* **EXERCISE PROMPT**
Look through the data below and extract, unchanged, the lines from the one that contains "Where can the closed-lip" to the one that contains "Where can the woman's", both included.

* **RAW DATA**

--- START ---

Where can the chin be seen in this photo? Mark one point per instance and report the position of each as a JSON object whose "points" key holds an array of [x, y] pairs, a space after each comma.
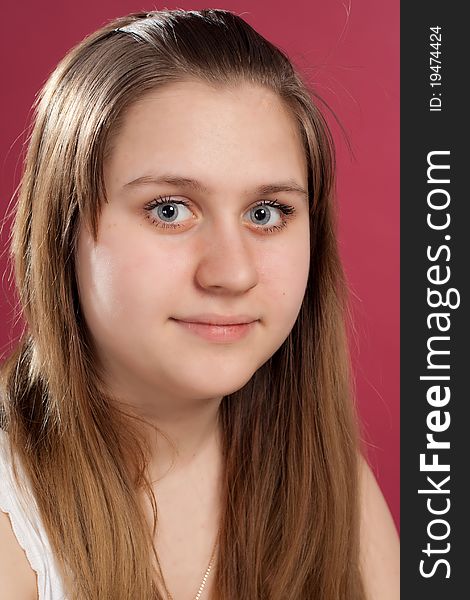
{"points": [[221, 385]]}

--- END ---
--- START ---

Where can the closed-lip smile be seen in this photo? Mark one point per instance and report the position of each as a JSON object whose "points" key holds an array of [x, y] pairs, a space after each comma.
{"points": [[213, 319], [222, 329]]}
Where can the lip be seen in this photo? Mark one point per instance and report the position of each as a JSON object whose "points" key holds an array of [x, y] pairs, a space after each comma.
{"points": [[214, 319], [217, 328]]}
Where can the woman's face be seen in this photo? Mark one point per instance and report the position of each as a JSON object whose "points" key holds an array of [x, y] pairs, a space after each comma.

--- END ---

* **OUTPUT OF THE TASK**
Where can the closed-lip smile be seen in this photo? Mark one point per instance and report the position of each as a JSON object whose "points" key holds an array of [x, y] pairs, a space after each comma.
{"points": [[213, 319], [222, 329]]}
Where can the lip be seen in this photo? Mark one point per instance and report the position of each as a JSON object whose "points" key holds an array of [x, y] pairs, a space after each comma.
{"points": [[214, 319], [217, 328]]}
Where can the woman's face be seen in this photo? Mark one point per instance and report the position of each as a JSON object whose "points" key holds an array of [x, y] pairs, a space after each comma.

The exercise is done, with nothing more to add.